▸ **REQUEST 1**:
Please collect every line in the records below that contains the string "order".

= Brian McAlinden =

Irish Gaelic footballer

Brian McAlinden is an Irish Gaelic footballer who played as the goalkeeper in the 1977 All-Ireland Senior Football Championship Final. He is reputed to be the first goalkeeper to ever use placed kickouts.

==Playing career==
McAlinden played for the Sarsfields Football Club. He made his inter-county debut in 1975 and played until 1990, under manager Peter Makem. His first appearance was in a challenge match against Longford. Armagh lost the game, with McAlinden conceding several goals. McAlinden was featured in the squad in 1977 when they won the Ulster Senior Football Championship (SFC) final. They then faced Roscommon in the 1977 All-Ireland Senior Football Championship (SFC) semi-final, a game which went to a replay, which McAlinden's team won, sending them into the 1977 All-Ireland SFC Final. McAlinden made a save from John O'Gara that led him to receive an award for "Save of the Season". However, Dublin, the opponent in the final, won that game.

McAlinden would win three Ulster SFC titles before retiring in 1990.

In addition to his inter-county and club involvement, McAlinden played for Ulster in the Railway Cup. He also played for Ireland in the International Rules Series.

He played once for Glenavon against Larne in the Irish League, a game in which his team was defeated by a score of 4–2. He was named as the fifth greatest footballer never to have received a All Star Award.

▸ **EXERCISE DATA**:
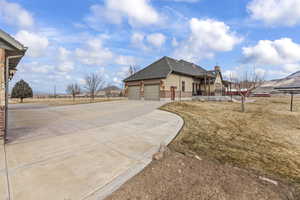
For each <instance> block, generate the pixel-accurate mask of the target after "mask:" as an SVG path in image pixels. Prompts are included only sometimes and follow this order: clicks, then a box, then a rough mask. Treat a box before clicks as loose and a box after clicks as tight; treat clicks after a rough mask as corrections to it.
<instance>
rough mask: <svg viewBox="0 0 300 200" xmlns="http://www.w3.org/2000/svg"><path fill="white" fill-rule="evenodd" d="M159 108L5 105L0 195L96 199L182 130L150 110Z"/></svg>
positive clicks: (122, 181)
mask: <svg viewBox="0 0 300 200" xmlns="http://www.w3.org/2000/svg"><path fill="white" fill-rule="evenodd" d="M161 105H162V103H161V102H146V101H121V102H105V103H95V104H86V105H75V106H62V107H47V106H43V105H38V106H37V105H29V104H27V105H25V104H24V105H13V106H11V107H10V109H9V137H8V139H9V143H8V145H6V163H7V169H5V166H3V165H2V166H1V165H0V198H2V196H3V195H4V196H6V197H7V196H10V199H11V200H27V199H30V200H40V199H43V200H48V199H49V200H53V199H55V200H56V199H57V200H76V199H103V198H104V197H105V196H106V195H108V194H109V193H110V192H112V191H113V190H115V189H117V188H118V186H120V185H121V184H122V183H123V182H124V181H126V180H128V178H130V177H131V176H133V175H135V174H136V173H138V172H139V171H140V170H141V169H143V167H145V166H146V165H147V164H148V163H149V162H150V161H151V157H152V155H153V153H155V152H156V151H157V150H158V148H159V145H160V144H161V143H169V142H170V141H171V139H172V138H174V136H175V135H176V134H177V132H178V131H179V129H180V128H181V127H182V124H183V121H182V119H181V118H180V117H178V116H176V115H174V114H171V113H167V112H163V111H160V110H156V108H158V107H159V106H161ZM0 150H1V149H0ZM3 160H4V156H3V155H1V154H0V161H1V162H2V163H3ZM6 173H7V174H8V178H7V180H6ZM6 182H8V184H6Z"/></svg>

* * *

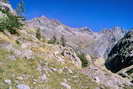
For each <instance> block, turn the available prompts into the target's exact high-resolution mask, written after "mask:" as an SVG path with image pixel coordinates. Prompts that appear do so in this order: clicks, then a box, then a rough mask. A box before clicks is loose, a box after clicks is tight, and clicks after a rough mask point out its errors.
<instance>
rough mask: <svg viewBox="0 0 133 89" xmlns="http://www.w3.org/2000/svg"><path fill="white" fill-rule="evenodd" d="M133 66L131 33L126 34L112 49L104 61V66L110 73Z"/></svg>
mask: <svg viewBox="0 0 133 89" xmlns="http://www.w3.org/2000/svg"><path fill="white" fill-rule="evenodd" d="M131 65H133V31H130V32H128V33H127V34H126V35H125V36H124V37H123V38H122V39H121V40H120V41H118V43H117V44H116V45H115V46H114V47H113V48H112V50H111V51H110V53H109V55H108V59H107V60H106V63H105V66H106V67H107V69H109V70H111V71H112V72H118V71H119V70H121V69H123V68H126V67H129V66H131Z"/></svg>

▸ **REQUEST 2**:
Name the teams that the article on Brian McAlinden says his side played against.

▸ **ANSWER SECTION 1**:
For each <instance> block, generate the pixel-accurate mask of the target after "mask:" as an SVG path in image pixels. Prompts are included only sometimes and follow this order: clicks, then a box, then a rough mask. Treat a box before clicks as loose and a box after clicks as tight; treat clicks after a rough mask as corrections to it.
For each <instance> block, turn the available prompts into the target's exact high-resolution mask, written after "mask:" as an SVG path with image pixel coordinates. Prompts that appear do so in this order: clicks, then a box, then a rough mask. A box before clicks is loose, a box after clicks is tight, and clicks after a rough mask point out its errors.

▸ **ANSWER SECTION 2**:
- Longford
- Roscommon
- Dublin
- Larne